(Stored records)
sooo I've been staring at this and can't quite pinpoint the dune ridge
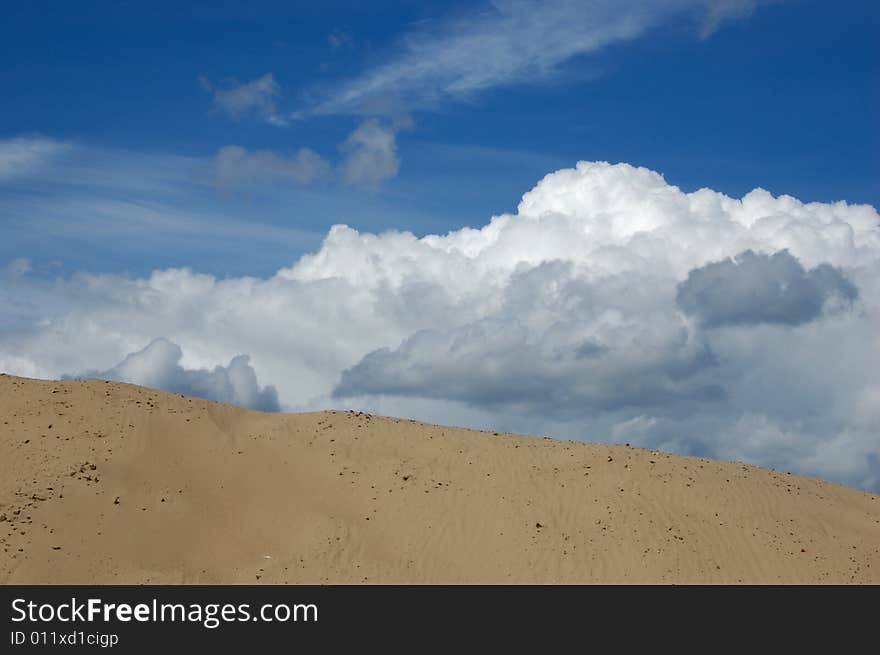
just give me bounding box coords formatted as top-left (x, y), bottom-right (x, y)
top-left (1, 373), bottom-right (878, 584)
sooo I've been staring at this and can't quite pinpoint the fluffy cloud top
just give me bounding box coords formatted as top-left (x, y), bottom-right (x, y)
top-left (2, 161), bottom-right (878, 490)
top-left (67, 338), bottom-right (280, 412)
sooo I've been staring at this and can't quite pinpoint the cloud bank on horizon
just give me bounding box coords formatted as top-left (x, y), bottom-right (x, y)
top-left (2, 160), bottom-right (878, 491)
top-left (64, 338), bottom-right (280, 413)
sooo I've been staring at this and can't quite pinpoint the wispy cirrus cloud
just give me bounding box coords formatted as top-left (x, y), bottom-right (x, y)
top-left (214, 145), bottom-right (331, 188)
top-left (0, 136), bottom-right (72, 180)
top-left (700, 0), bottom-right (760, 38)
top-left (300, 0), bottom-right (768, 117)
top-left (327, 29), bottom-right (353, 50)
top-left (200, 72), bottom-right (288, 126)
top-left (0, 136), bottom-right (323, 275)
top-left (199, 2), bottom-right (764, 184)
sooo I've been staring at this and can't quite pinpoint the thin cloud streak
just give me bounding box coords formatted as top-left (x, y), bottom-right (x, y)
top-left (300, 0), bottom-right (765, 117)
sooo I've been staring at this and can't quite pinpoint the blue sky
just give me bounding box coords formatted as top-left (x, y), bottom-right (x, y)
top-left (1, 0), bottom-right (877, 277)
top-left (2, 1), bottom-right (880, 490)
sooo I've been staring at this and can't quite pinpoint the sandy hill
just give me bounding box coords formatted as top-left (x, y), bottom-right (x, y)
top-left (1, 373), bottom-right (878, 584)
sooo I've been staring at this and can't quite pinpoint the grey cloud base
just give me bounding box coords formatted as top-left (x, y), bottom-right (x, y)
top-left (334, 262), bottom-right (724, 415)
top-left (676, 249), bottom-right (858, 327)
top-left (2, 161), bottom-right (879, 491)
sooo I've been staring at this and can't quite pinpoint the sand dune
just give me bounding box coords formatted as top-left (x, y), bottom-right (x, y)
top-left (1, 373), bottom-right (878, 584)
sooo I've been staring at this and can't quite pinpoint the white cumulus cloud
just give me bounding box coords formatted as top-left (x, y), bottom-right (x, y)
top-left (2, 161), bottom-right (878, 490)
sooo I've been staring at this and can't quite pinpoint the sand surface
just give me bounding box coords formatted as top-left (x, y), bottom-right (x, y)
top-left (1, 373), bottom-right (878, 584)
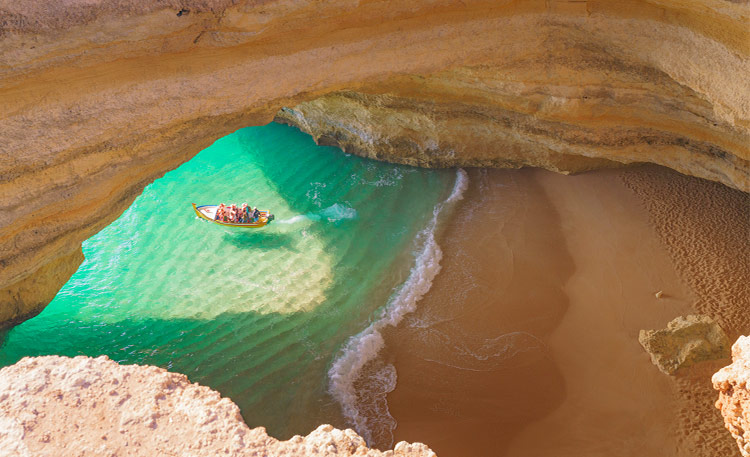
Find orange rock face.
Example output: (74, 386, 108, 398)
(0, 0, 748, 325)
(713, 336, 750, 457)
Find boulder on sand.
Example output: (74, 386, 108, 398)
(639, 314, 731, 375)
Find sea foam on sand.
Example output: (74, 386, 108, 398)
(328, 169, 468, 444)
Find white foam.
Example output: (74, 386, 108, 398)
(306, 182, 327, 207)
(417, 330, 546, 372)
(276, 203, 357, 225)
(327, 169, 468, 445)
(276, 214, 310, 225)
(445, 168, 469, 204)
(319, 203, 357, 222)
(359, 363, 398, 447)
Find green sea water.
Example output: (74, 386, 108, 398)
(0, 123, 457, 438)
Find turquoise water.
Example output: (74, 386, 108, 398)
(0, 123, 456, 438)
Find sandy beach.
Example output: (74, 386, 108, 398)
(358, 166, 748, 456)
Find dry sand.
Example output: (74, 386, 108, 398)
(360, 166, 747, 456)
(622, 165, 750, 454)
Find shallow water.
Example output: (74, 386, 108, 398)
(0, 123, 456, 438)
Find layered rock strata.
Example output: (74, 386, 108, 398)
(275, 67, 749, 181)
(714, 336, 750, 457)
(0, 355, 434, 456)
(1, 0, 749, 326)
(639, 314, 732, 375)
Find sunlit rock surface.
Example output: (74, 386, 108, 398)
(0, 355, 434, 456)
(1, 0, 748, 326)
(275, 68, 748, 181)
(639, 314, 731, 375)
(713, 336, 750, 457)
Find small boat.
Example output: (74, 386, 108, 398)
(192, 203, 275, 228)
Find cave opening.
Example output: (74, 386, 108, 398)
(0, 121, 460, 442)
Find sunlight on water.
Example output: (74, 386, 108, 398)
(0, 123, 455, 438)
(71, 156, 335, 320)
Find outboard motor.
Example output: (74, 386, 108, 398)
(268, 214, 275, 223)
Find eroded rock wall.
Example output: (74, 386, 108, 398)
(1, 0, 748, 326)
(0, 355, 434, 456)
(275, 61, 749, 182)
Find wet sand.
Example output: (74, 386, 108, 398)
(361, 166, 747, 456)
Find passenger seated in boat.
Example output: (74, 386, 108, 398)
(252, 207, 260, 222)
(229, 204, 238, 223)
(240, 203, 249, 223)
(215, 203, 226, 221)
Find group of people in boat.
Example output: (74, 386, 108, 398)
(215, 203, 261, 223)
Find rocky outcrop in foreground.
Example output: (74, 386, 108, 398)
(0, 356, 434, 457)
(714, 336, 750, 457)
(639, 314, 731, 375)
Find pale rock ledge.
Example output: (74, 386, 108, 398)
(0, 355, 435, 457)
(714, 336, 750, 457)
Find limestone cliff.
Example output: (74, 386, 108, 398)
(1, 0, 748, 326)
(714, 336, 750, 457)
(0, 355, 435, 456)
(275, 65, 749, 180)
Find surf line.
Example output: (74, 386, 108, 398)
(327, 169, 469, 444)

__EXERCISE DETAILS__.
In the entries above, find every line with the word "sandy" and list it.

__RESPONSE TO THIS TASK__.
sooo I've been staring at this and can't quite pinpoint the sandy hill
Find sandy beach.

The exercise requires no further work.